- _TASK GOAL_
Each line from the opening of the material through the line holding "box: [206, 55, 226, 77]" needs to be returned exactly, with the pictures left out.

- _RECORDS PROVIDED_

■ ■ ■

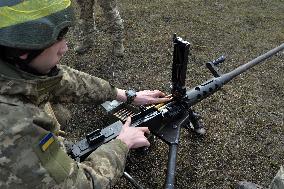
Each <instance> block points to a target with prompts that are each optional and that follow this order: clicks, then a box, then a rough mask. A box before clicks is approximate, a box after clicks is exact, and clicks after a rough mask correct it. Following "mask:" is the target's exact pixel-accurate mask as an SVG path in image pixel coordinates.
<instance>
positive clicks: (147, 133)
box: [138, 127, 150, 134]
mask: <svg viewBox="0 0 284 189" xmlns="http://www.w3.org/2000/svg"><path fill="white" fill-rule="evenodd" d="M138 128H139V130H140V131H142V132H143V133H147V134H150V130H149V129H148V127H138Z"/></svg>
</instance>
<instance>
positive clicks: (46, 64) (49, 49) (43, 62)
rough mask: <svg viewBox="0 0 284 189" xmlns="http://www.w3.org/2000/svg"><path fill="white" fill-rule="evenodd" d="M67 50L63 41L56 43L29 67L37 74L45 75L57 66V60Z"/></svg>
mask: <svg viewBox="0 0 284 189" xmlns="http://www.w3.org/2000/svg"><path fill="white" fill-rule="evenodd" d="M67 50H68V47H67V43H66V41H65V40H64V39H62V40H60V41H57V42H56V43H54V44H53V45H52V46H50V47H49V48H47V49H45V50H44V51H43V52H42V53H41V54H40V55H38V56H37V57H36V58H35V59H33V60H32V61H31V62H30V64H29V66H30V67H32V68H33V69H35V70H37V71H38V72H39V73H42V74H47V73H48V72H49V71H50V70H51V69H52V68H53V67H54V66H55V65H56V64H58V62H59V60H60V59H61V57H62V56H63V55H64V54H65V53H66V52H67Z"/></svg>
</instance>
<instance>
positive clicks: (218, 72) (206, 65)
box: [206, 55, 226, 77]
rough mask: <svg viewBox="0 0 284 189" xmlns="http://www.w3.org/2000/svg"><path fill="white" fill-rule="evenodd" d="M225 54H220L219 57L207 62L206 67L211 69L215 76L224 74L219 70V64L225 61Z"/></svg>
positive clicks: (217, 76)
mask: <svg viewBox="0 0 284 189" xmlns="http://www.w3.org/2000/svg"><path fill="white" fill-rule="evenodd" d="M225 59H226V58H225V56H223V55H222V56H220V57H219V58H217V59H215V60H213V61H212V62H207V63H206V67H207V68H208V69H209V70H210V72H211V73H212V74H213V76H214V77H220V76H221V75H222V74H221V73H220V72H219V70H218V68H217V65H218V64H220V63H222V62H224V61H225Z"/></svg>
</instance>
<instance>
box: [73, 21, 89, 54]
mask: <svg viewBox="0 0 284 189" xmlns="http://www.w3.org/2000/svg"><path fill="white" fill-rule="evenodd" d="M92 25H93V24H92V23H89V22H86V21H84V20H80V21H79V24H78V31H79V41H78V43H77V45H76V46H75V48H74V50H75V52H76V53H78V54H83V53H85V52H87V51H88V50H89V49H90V48H91V47H92V45H93V43H94V41H93V36H92V35H93V32H94V28H93V26H92Z"/></svg>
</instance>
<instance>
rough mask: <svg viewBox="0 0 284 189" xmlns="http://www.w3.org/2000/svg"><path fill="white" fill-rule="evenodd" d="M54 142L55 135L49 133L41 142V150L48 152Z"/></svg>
mask: <svg viewBox="0 0 284 189" xmlns="http://www.w3.org/2000/svg"><path fill="white" fill-rule="evenodd" d="M54 140H55V139H54V136H53V134H52V133H48V134H47V135H45V136H44V137H43V139H41V141H40V142H39V146H40V149H41V150H42V151H44V152H45V151H46V150H47V148H48V147H49V146H50V145H51V144H52V143H53V142H54Z"/></svg>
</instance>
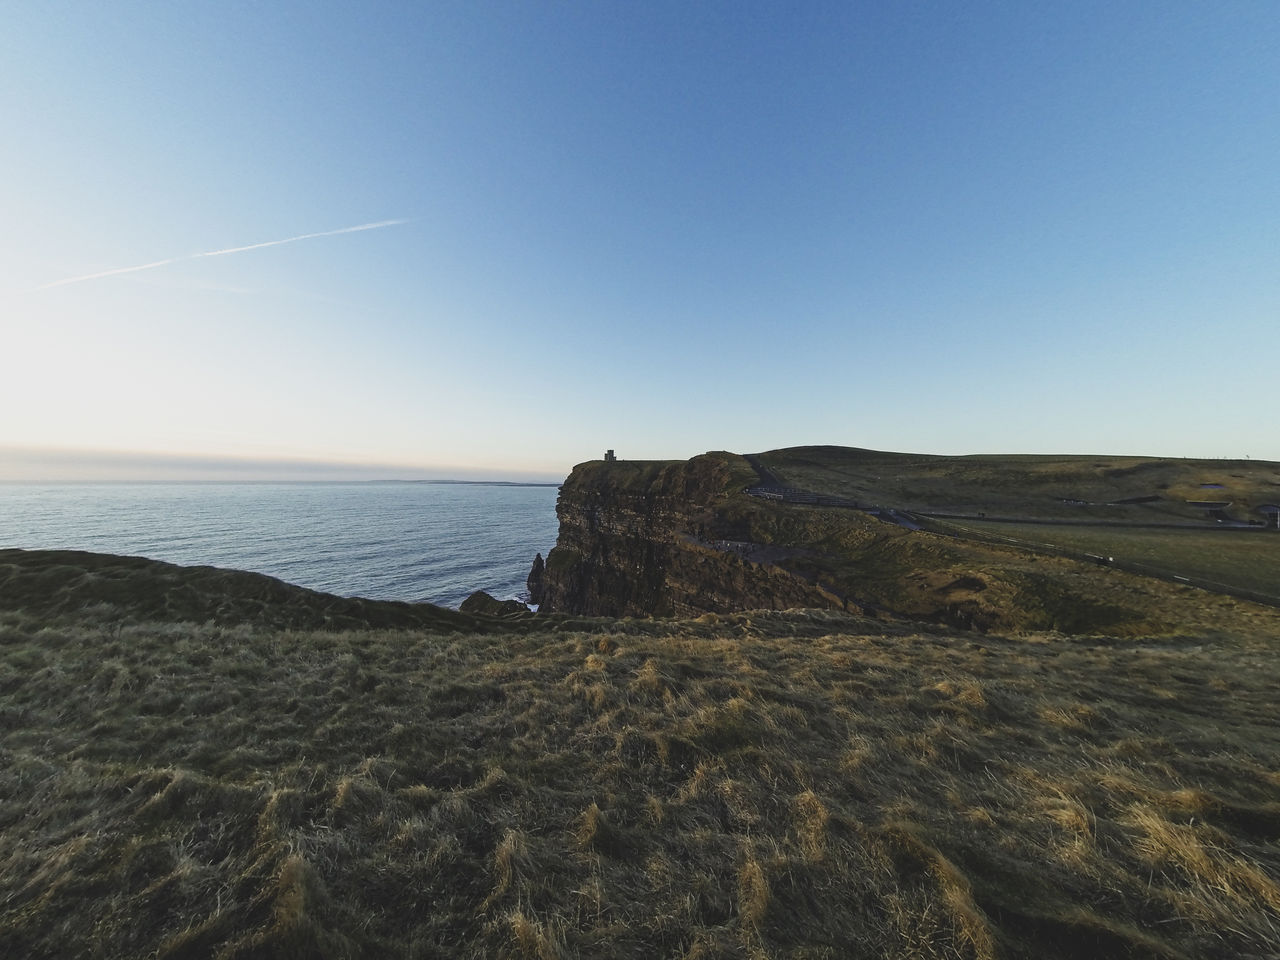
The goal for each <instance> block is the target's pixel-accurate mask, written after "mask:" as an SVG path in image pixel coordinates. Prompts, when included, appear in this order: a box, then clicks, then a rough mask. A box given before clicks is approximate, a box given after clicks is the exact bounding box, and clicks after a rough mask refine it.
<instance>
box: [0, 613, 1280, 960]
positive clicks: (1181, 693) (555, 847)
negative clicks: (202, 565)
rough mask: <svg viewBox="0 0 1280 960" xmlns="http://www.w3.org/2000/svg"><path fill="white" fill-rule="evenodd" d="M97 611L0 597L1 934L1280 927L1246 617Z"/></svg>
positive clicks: (1271, 826) (1069, 949) (1000, 951)
mask: <svg viewBox="0 0 1280 960" xmlns="http://www.w3.org/2000/svg"><path fill="white" fill-rule="evenodd" d="M116 613H118V612H116ZM113 616H114V614H113V613H111V612H110V611H102V609H99V611H97V612H95V611H91V612H88V613H81V614H77V616H74V617H69V616H68V617H56V616H52V617H51V616H40V617H35V616H29V614H26V613H20V612H8V613H0V831H3V832H0V954H3V955H4V956H14V957H18V956H23V957H64V956H105V957H134V956H157V957H228V959H229V957H275V956H300V957H355V956H392V957H397V956H399V957H448V956H457V957H471V956H474V957H489V956H498V957H503V956H506V957H544V959H545V957H627V956H631V957H662V956H673V957H731V956H732V957H764V956H769V957H797V959H799V957H845V956H877V957H879V956H884V957H1005V956H1036V957H1094V956H1138V957H1184V956H1185V957H1242V956H1253V957H1261V956H1274V955H1275V954H1276V950H1277V947H1276V945H1277V943H1280V846H1277V844H1280V803H1277V794H1280V730H1277V724H1276V722H1275V694H1276V690H1280V667H1277V662H1276V655H1275V650H1274V648H1272V646H1270V645H1268V644H1267V643H1263V641H1257V643H1243V641H1240V643H1231V641H1228V640H1222V639H1221V637H1220V639H1219V640H1217V641H1215V643H1212V644H1207V643H1203V639H1201V637H1192V639H1187V637H1184V639H1180V640H1179V639H1171V640H1170V639H1166V640H1161V641H1152V640H1142V639H1138V640H1133V639H1124V640H1123V639H1105V637H1093V639H1071V637H1064V636H1057V635H1030V636H1021V637H1000V636H989V635H986V636H983V635H973V634H965V632H959V631H941V630H938V631H934V632H919V630H918V628H916V627H908V626H902V625H881V623H876V622H873V621H864V620H858V618H852V617H847V616H845V614H835V613H812V612H810V613H805V612H792V613H759V614H737V616H723V617H717V616H707V617H701V618H699V620H698V621H691V622H643V621H640V622H628V621H621V622H604V621H602V622H596V623H595V625H591V626H585V625H579V626H577V627H568V628H561V630H556V631H550V630H548V632H526V634H522V635H513V634H509V632H451V631H449V630H447V628H444V630H438V631H433V630H430V628H413V630H355V631H340V632H324V631H291V630H282V628H275V627H259V626H252V625H238V626H234V625H221V626H219V625H216V623H205V625H192V623H175V622H128V621H125V620H119V618H114V620H113V618H111V617H113ZM553 626H554V625H553ZM561 626H562V627H563V625H561Z"/></svg>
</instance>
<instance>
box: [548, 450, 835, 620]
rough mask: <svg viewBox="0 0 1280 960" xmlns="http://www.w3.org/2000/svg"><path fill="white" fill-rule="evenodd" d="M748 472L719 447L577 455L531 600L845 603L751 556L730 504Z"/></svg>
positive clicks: (637, 605)
mask: <svg viewBox="0 0 1280 960" xmlns="http://www.w3.org/2000/svg"><path fill="white" fill-rule="evenodd" d="M755 479H756V477H755V472H754V471H753V470H751V466H750V465H749V463H748V462H746V460H744V458H742V457H739V456H736V454H733V453H721V452H717V453H705V454H703V456H700V457H694V458H691V460H689V461H590V462H588V463H580V465H579V466H576V467H575V468H573V472H572V474H571V475H570V477H568V479H567V480H566V481H564V485H563V486H562V489H561V495H559V500H558V502H557V506H556V513H557V516H558V517H559V536H558V539H557V541H556V547H554V549H552V552H550V553H549V554H548V557H547V561H545V563H544V564H539V563H538V562H535V566H534V570H532V571H531V573H530V580H529V588H530V599H531V602H534V603H538V604H540V609H541V611H545V612H556V613H573V614H579V616H604V617H628V616H659V617H663V616H690V614H695V616H696V614H699V613H731V612H736V611H745V609H762V608H768V609H785V608H790V607H817V608H844V607H845V603H844V602H842V600H841V599H840V598H837V596H835V595H833V594H831V593H828V591H827V590H823V589H822V588H819V586H817V585H814V584H810V582H808V581H806V580H804V579H803V577H800V576H797V575H796V573H791V572H788V571H786V570H782V568H781V567H776V566H772V564H768V563H759V562H754V561H753V559H751V558H750V549H749V547H750V544H748V543H746V540H745V539H744V536H742V531H741V530H740V529H737V526H739V525H737V521H736V520H735V518H733V511H732V509H731V508H730V507H731V504H732V502H733V500H735V499H739V498H742V497H744V495H745V494H744V490H745V488H748V486H749V485H751V484H753V483H755ZM744 544H746V547H745V548H744ZM735 547H736V548H737V549H735Z"/></svg>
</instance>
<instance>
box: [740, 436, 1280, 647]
mask: <svg viewBox="0 0 1280 960" xmlns="http://www.w3.org/2000/svg"><path fill="white" fill-rule="evenodd" d="M760 460H762V462H764V463H765V465H767V466H768V467H769V468H771V470H773V471H774V472H776V474H777V475H778V476H780V477H781V479H782V480H783V481H785V483H787V484H790V485H792V486H796V488H800V489H806V490H812V492H818V493H826V494H832V495H840V497H846V498H850V499H854V500H856V502H859V503H861V504H874V506H882V507H893V508H899V509H906V511H918V512H922V513H931V512H933V513H943V515H947V513H956V515H963V516H966V517H968V518H966V520H961V521H957V520H946V521H937V522H932V521H929V522H928V526H929V527H931V529H936V530H938V531H942V532H946V534H948V536H936V535H933V534H928V532H918V534H911V535H906V532H905V531H901V529H897V530H895V529H892V526H891V525H887V524H878V522H874V521H869V520H865V515H861V513H859V512H858V511H847V509H846V511H832V509H826V511H823V509H818V508H812V507H810V508H805V507H799V506H794V504H788V506H787V507H786V509H787V511H790V512H791V513H792V515H795V517H796V518H795V520H790V521H786V522H788V524H790V525H791V526H792V527H794V530H790V531H786V532H783V534H782V539H783V541H786V543H788V544H794V545H795V547H796V548H804V547H809V548H814V557H813V559H812V562H810V564H809V566H810V567H812V572H813V575H814V576H817V577H819V579H820V577H827V579H829V580H831V581H832V584H833V589H835V590H836V593H856V591H859V590H861V591H863V594H865V595H867V596H868V599H872V600H874V602H878V603H883V604H884V605H888V607H895V608H899V609H901V611H904V612H905V613H909V614H910V616H916V617H920V618H927V620H942V621H947V622H952V623H972V625H974V626H988V627H992V628H997V630H1009V628H1014V630H1021V628H1046V627H1053V628H1060V630H1065V631H1071V632H1078V631H1088V630H1108V631H1121V632H1129V634H1140V632H1149V631H1164V630H1166V628H1170V627H1172V628H1179V627H1181V626H1190V625H1194V626H1197V627H1198V626H1199V623H1201V621H1202V620H1203V617H1202V616H1201V614H1199V613H1198V612H1197V609H1196V603H1194V602H1192V603H1188V602H1187V600H1185V598H1184V596H1183V594H1181V593H1180V591H1178V590H1176V589H1172V588H1170V586H1169V585H1160V584H1158V582H1156V581H1147V582H1142V581H1143V580H1144V579H1143V577H1140V576H1130V577H1129V579H1125V577H1124V576H1120V575H1117V573H1116V572H1115V571H1098V570H1092V571H1091V570H1088V567H1089V566H1091V564H1089V563H1088V562H1083V563H1074V564H1073V563H1069V562H1065V561H1061V559H1060V558H1053V557H1043V556H1042V557H1034V556H1033V554H1034V547H1033V545H1034V544H1046V545H1052V547H1053V548H1059V549H1070V550H1078V552H1079V553H1080V554H1085V553H1091V554H1098V556H1103V557H1116V558H1117V559H1124V561H1129V562H1133V563H1139V564H1143V566H1144V567H1147V568H1148V570H1147V571H1146V572H1148V573H1149V572H1161V573H1164V575H1166V576H1175V575H1176V576H1185V577H1193V579H1198V580H1202V581H1203V585H1204V586H1215V585H1217V586H1220V588H1221V589H1225V590H1238V591H1248V593H1252V594H1256V595H1261V596H1271V598H1280V535H1277V534H1276V532H1275V531H1270V530H1263V529H1261V527H1258V526H1254V527H1245V529H1226V527H1224V526H1222V525H1220V524H1217V522H1216V521H1215V520H1212V518H1210V517H1208V515H1207V512H1206V509H1204V508H1203V507H1193V506H1190V504H1189V503H1188V500H1190V499H1212V500H1222V502H1228V500H1230V502H1231V504H1233V506H1231V507H1230V508H1229V509H1228V515H1229V516H1233V517H1234V518H1235V520H1238V521H1245V520H1252V521H1256V522H1258V524H1261V522H1262V515H1261V513H1258V507H1260V506H1262V504H1266V503H1272V504H1274V503H1276V502H1277V500H1280V463H1271V462H1262V461H1193V460H1155V458H1139V457H1025V456H1011V457H929V456H916V454H902V453H879V452H876V451H863V449H854V448H845V447H796V448H792V449H785V451H774V452H772V453H765V454H760ZM1202 484H1212V485H1213V486H1215V488H1216V489H1203V488H1202ZM1134 498H1139V499H1142V498H1153V499H1151V500H1148V502H1142V503H1119V500H1125V499H1134ZM1068 500H1070V502H1068ZM739 509H740V511H741V512H742V513H744V515H750V513H753V512H754V513H755V515H758V516H762V517H763V516H765V512H764V511H762V509H759V508H753V507H740V508H739ZM983 516H986V517H989V520H982V518H980V517H983ZM998 518H1012V520H1015V521H1016V524H1014V525H1009V524H1005V522H1001V521H1000V520H998ZM1041 521H1043V522H1041ZM756 525H759V524H758V522H756ZM1156 525H1176V529H1171V527H1169V526H1165V527H1164V529H1161V527H1158V526H1156ZM989 536H1014V538H1015V539H1018V540H1019V541H1020V543H1021V545H1023V548H1021V549H1019V548H1012V547H1011V548H1007V549H1004V548H1001V547H1000V545H995V547H993V545H992V544H991V543H987V541H986V540H987V538H989ZM954 538H961V539H959V540H957V539H954ZM966 538H970V539H968V541H965V539H966ZM1029 550H1030V553H1029ZM1050 552H1051V553H1052V552H1055V550H1053V549H1051V550H1050ZM1076 559H1080V557H1078V558H1076ZM791 566H795V564H791ZM1135 571H1137V572H1143V571H1139V570H1137V568H1135ZM965 584H972V585H975V586H977V588H978V589H977V590H965V589H956V586H955V585H960V586H961V588H963V585H965ZM983 591H987V593H983ZM948 593H954V594H955V596H954V598H952V596H948ZM979 594H980V595H979ZM1207 603H1210V604H1212V605H1215V607H1217V605H1220V604H1219V602H1217V600H1210V602H1207ZM1251 617H1254V613H1249V614H1247V616H1245V617H1244V618H1245V620H1248V618H1251ZM1231 620H1233V623H1231V626H1230V628H1231V630H1236V628H1240V627H1242V626H1243V623H1242V618H1240V617H1239V616H1234V612H1233V617H1231Z"/></svg>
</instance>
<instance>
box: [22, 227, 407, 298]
mask: <svg viewBox="0 0 1280 960" xmlns="http://www.w3.org/2000/svg"><path fill="white" fill-rule="evenodd" d="M402 223H408V220H379V221H378V223H362V224H360V225H358V227H343V228H342V229H340V230H321V232H320V233H303V234H301V236H298V237H285V238H284V239H282V241H266V242H265V243H250V244H248V246H247V247H227V250H210V251H206V252H204V253H188V255H187V256H180V257H169V259H168V260H156V261H155V262H152V264H140V265H138V266H122V268H119V269H116V270H102V271H101V273H97V274H84V275H83V276H68V278H67V279H65V280H54V282H52V283H46V284H44V285H41V287H36V289H37V291H47V289H50V288H51V287H65V285H68V284H70V283H83V282H84V280H99V279H101V278H104V276H119V275H120V274H136V273H138V271H140V270H155V269H156V268H157V266H168V265H169V264H179V262H182V261H183V260H200V257H220V256H227V255H228V253H243V252H244V251H246V250H261V248H262V247H278V246H280V244H282V243H297V242H298V241H300V239H314V238H315V237H335V236H338V234H339V233H360V232H361V230H376V229H380V228H383V227H396V225H397V224H402Z"/></svg>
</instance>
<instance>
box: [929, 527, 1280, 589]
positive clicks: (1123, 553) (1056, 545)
mask: <svg viewBox="0 0 1280 960" xmlns="http://www.w3.org/2000/svg"><path fill="white" fill-rule="evenodd" d="M940 529H941V530H947V529H952V530H957V531H969V532H977V534H986V535H988V536H992V535H993V536H1007V538H1011V539H1014V540H1019V541H1021V543H1030V544H1043V545H1047V547H1056V548H1061V549H1066V550H1073V552H1079V553H1091V554H1097V556H1101V557H1114V558H1115V559H1117V561H1123V562H1128V563H1140V564H1143V566H1146V567H1151V568H1152V570H1153V571H1158V572H1161V573H1165V575H1169V576H1183V577H1190V579H1193V580H1207V581H1213V582H1216V584H1221V585H1224V586H1228V588H1233V589H1238V590H1249V591H1253V593H1258V594H1263V595H1266V596H1272V598H1275V599H1276V600H1277V602H1280V534H1276V532H1274V531H1265V530H1258V531H1251V530H1160V529H1143V527H1116V526H1065V525H1048V524H1001V522H992V521H946V524H943V525H941V526H940Z"/></svg>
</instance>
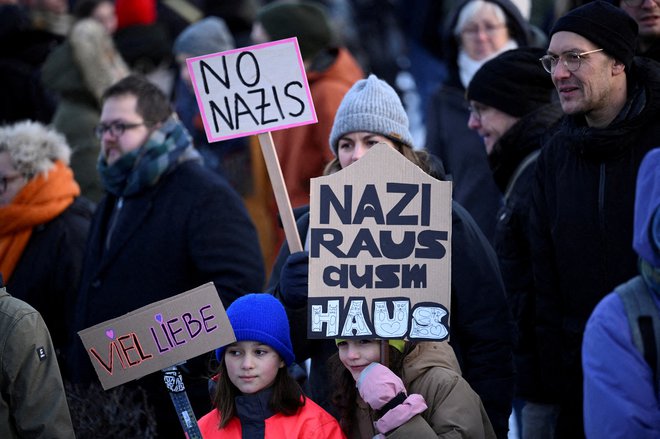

■ ■ ■

- _FINISHED TASK_
Each <instance> block points to a target with prompts that are each optional and that follow this order: clicks, then a box, then a rough mask. A box before clicks is approximate, a box after clicks is exact, and clicks after a rough mask correct it. Following "mask:" is the target's exact pixel-accurate mask as an SVG path in image pixel coordinates.
<instance>
positive clicks: (147, 133)
box: [138, 127, 150, 134]
mask: <svg viewBox="0 0 284 189" xmlns="http://www.w3.org/2000/svg"><path fill="white" fill-rule="evenodd" d="M138 128H139V130H140V131H142V132H143V133H147V134H150V130H149V129H148V127H138Z"/></svg>
</instance>
<instance>
positive clicks: (46, 64) (49, 49) (43, 62)
rough mask: <svg viewBox="0 0 284 189" xmlns="http://www.w3.org/2000/svg"><path fill="white" fill-rule="evenodd" d="M67 50L63 41L56 43L29 67L37 74L45 75L57 66V60Z"/></svg>
mask: <svg viewBox="0 0 284 189" xmlns="http://www.w3.org/2000/svg"><path fill="white" fill-rule="evenodd" d="M67 50H68V47H67V43H66V41H65V40H64V39H62V40H60V41H57V42H56V43H54V44H53V45H52V46H50V47H49V48H47V49H45V50H44V51H43V52H42V53H41V54H40V55H38V56H37V57H36V58H35V59H33V60H32V61H31V62H30V64H29V66H30V67H32V68H33V69H35V70H37V71H38V72H39V73H42V74H47V73H48V72H49V71H50V70H51V69H52V68H53V67H54V66H55V65H56V64H58V62H59V60H60V59H61V57H62V56H63V55H64V54H65V53H66V52H67Z"/></svg>
</instance>
<instance>
positive clicks: (218, 72) (206, 65)
box: [206, 55, 226, 77]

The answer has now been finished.